What you have to do - Show the lines of the material that contain the word "trunk".
++++++++++++++++++++
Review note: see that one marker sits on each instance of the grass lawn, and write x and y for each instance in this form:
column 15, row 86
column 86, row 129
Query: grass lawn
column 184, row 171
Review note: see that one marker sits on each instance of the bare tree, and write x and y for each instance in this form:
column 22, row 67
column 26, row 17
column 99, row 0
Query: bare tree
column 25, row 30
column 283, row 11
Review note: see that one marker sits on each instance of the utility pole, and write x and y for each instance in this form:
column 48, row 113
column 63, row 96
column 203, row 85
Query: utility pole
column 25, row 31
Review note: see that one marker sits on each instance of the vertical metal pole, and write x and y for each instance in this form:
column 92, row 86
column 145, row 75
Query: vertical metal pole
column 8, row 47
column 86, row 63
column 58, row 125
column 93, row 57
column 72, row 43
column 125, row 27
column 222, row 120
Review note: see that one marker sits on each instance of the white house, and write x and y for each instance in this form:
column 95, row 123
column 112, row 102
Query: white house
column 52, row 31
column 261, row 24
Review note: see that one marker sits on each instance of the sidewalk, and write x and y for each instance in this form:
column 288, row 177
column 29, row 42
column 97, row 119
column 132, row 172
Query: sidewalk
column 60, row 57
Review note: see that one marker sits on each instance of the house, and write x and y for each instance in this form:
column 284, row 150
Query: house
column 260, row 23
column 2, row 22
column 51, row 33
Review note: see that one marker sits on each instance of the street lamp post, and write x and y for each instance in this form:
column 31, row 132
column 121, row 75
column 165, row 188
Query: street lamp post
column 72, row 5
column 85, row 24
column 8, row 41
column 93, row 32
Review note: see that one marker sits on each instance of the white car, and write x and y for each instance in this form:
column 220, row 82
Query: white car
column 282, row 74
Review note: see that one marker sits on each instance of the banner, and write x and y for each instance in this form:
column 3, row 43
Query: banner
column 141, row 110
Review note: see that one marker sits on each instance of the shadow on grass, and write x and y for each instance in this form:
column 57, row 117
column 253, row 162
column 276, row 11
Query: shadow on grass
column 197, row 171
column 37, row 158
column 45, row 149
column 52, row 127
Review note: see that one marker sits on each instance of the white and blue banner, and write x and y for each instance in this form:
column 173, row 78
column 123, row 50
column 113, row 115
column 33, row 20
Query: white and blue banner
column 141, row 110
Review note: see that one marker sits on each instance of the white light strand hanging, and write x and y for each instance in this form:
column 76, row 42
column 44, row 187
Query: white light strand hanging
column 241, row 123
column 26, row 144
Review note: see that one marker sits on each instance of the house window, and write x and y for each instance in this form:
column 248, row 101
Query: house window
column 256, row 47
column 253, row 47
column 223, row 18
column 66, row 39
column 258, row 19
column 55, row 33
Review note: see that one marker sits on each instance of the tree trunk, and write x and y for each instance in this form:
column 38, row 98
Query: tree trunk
++++++++++++++++++++
Answer box -
Review note: see that one marker sits on each instance of the tree trunk, and write x and y for each instance in this form:
Query: tree trunk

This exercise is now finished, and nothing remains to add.